PAGE EXTRACT:
A n old rule of thumb in political campaigns is, “When your opponent is self-destructing, get out of his way.” The Democrats are in full self-destruction mode. As of this writing, RealClearPolitics has the GOP with a 4.5 percentage-point lead in the generic poll, and the lead has recently been trending higher. This is consistent with a mega-wave reminiscent of the 1994 Gingrich revolution.

So it boggles the mind that Senator Rick Scott (R., Fla.), the chairman of the National Republican Senatorial Committee (NRSC), would this week put out a 100-plus-plank platform of ideas. The NRSC and Scott are quick to point out that the platform was technically released by Senator Scott’s personal campaign committee, but the NRSC chairman doesn’t have that luxury — it was universally attributed to the NRSC itself, and rightly so.

The job of the twin House and Senate GOP congressional political committees is twofold: First, recruit the best candidates for the seats that are up — candidates who can win the seat the easiest under established criteria; second, raise money by the truckload to ensure that the first commitment is accomplished. They do not have a policy role. At best, there might be a few staffers whose job it is to help individual campaigns put together a section on their campaign website detailing a school-choice plan or a pro-life stance — and even then, this is much more a political and communications exercise than a policy one.

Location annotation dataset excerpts

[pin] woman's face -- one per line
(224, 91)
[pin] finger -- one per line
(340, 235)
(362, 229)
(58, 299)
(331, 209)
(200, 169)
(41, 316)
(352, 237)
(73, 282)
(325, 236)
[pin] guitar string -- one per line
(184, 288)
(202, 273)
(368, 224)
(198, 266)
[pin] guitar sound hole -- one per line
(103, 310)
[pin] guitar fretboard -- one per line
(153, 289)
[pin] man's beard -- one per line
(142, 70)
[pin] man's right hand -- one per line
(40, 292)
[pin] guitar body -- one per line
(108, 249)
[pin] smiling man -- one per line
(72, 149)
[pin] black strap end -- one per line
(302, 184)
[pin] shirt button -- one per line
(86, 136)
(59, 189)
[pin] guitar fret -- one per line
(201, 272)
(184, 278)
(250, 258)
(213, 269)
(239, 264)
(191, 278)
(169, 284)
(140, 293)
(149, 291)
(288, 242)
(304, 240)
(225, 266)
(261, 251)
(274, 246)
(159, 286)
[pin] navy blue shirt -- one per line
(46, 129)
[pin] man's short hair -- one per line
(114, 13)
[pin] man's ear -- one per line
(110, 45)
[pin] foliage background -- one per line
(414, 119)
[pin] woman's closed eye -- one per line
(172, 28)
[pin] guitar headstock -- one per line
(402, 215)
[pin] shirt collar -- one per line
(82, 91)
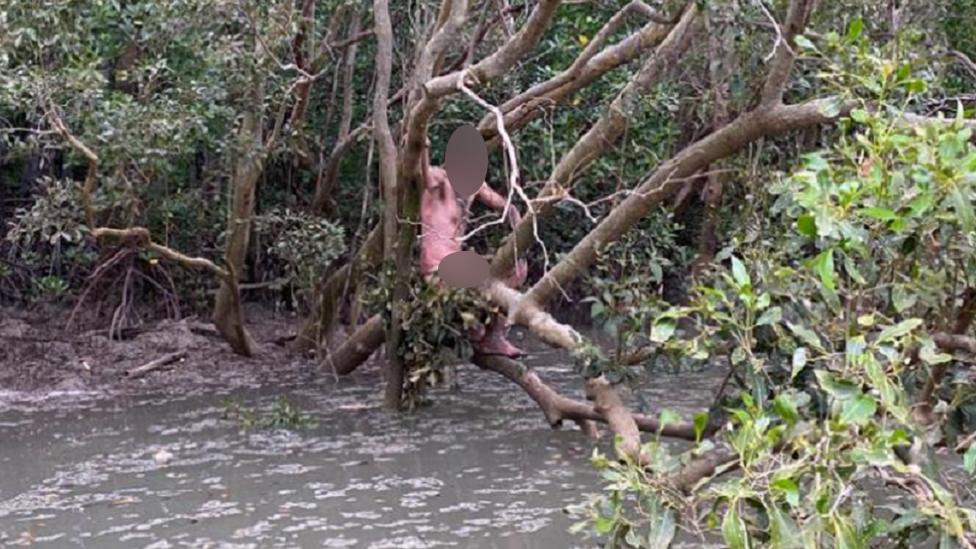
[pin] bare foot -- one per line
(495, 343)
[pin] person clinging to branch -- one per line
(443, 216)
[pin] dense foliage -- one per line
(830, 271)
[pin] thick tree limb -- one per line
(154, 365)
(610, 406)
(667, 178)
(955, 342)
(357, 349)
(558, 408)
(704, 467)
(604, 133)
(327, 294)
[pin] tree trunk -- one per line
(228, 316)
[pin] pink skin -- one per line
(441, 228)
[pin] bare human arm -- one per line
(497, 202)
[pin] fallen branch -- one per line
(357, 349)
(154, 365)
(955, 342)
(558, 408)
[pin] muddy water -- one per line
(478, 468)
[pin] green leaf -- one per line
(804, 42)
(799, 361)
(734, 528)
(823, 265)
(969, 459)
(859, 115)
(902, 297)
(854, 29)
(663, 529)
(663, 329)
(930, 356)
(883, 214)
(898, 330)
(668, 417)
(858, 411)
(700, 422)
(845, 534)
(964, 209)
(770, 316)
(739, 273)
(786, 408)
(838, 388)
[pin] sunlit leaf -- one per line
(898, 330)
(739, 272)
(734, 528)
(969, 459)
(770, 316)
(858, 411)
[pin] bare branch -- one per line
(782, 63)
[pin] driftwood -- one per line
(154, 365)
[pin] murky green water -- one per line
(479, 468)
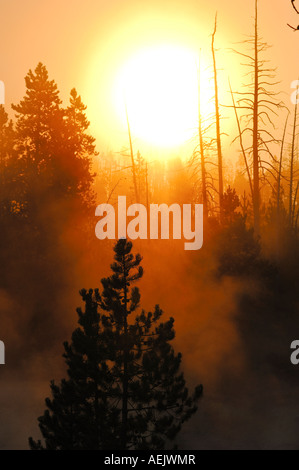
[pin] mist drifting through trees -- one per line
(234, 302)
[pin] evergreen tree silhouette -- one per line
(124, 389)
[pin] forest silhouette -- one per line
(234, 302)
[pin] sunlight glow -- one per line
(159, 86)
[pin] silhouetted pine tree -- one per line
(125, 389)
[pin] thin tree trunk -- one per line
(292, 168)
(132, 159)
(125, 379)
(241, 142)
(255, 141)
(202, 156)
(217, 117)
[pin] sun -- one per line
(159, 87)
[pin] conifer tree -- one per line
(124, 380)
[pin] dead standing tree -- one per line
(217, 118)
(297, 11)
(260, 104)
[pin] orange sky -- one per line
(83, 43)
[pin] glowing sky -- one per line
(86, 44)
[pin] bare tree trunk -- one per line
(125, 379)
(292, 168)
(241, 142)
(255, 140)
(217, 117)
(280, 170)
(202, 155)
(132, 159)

WHAT THE EXERCISE ASKS: Continue the commentary above on Senator Rick Scott's platform and the role of the NRSC, starting after its last sentence.

WRITTEN REPLY:
One of the planks in this bizarre and gratuitous platform says the following: “All Americans should pay some income tax to have skin in the game, even if a small amount. Currently over half of Americans pay no income tax.”

If that sounds familiar, it’s because it’s an echo of now–Senator Mitt Romney’s assault on the 47 percent of American households with zero or less tax liability during the 2012 presidential campaign — something he regretted saying after his loss. The strong implication was that this was a big problem, and that half the country (the poorer half) deserved a tax hike for their sloth. As Josh Barro detailed on Substack, President Barack Obama seized (pounced?) upon the gaffe to accuse the Romney–Ryan ticket of being on the side of big business and the GOP donor class, and against the side of blue-collar Americans. It worked. The GOP didn’t recover from this boneheaded strategy of “tax hikes on seniors and the poor” until Trump cured them of it in 2016.

In fact, Trump cut taxes for the lower half of Americans in the Tax Cuts and Jobs Act (TCJA). He doubled the standard deduction. He doubled the child tax credit. He cut tax rates for everyone. He lowered the corporate-income-tax rate (which cuts taxes across the board, since people and not companies pay taxes). The Joint Tax Committee analysis found that the average federal tax rate (all taxes combined) for all income tiers declined under the TCJA. The share of taxes paid by millionaires actually increased.

Say what you want about him, but Donald Trump never accused a day laborer or a McDonald’s employee of not having “skin in the game” because they didn’t make enough to pay federal income taxes. More to the point, there is zero interest among Senate Republicans in reversing this tax relief, most notably including Senator Scott himself. Perhaps the political-consultant class who advised Senator Scott on this ill-advised project should have thought of that.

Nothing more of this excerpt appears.